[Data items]
§ §

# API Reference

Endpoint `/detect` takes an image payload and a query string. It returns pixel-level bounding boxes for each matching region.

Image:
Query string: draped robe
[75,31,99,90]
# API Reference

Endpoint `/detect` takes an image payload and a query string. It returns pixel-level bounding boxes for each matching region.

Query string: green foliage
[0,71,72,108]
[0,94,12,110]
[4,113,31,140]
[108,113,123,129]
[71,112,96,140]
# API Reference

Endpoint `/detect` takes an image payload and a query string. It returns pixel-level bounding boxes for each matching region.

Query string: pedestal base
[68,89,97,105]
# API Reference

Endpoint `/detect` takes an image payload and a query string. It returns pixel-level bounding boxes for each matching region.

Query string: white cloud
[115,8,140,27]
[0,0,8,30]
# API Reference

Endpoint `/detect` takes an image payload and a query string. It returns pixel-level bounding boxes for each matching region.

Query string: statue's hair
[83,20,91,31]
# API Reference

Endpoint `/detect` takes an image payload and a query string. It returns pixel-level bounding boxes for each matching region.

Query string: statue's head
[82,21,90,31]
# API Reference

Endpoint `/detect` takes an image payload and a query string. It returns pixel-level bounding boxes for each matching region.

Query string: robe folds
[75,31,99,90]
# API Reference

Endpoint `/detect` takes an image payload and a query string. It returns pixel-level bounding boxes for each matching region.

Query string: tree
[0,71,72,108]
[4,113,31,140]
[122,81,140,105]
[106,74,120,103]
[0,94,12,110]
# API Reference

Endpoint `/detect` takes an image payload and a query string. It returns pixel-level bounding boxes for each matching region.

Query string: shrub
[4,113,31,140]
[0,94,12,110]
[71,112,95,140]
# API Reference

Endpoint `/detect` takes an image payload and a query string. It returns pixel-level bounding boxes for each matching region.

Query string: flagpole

§ §

▶ **Required work**: Count the lines in the items above that contain the string "statue", treating uppercase and lowercase as different. Reply with only the number.

▶ **Exercise response**: 2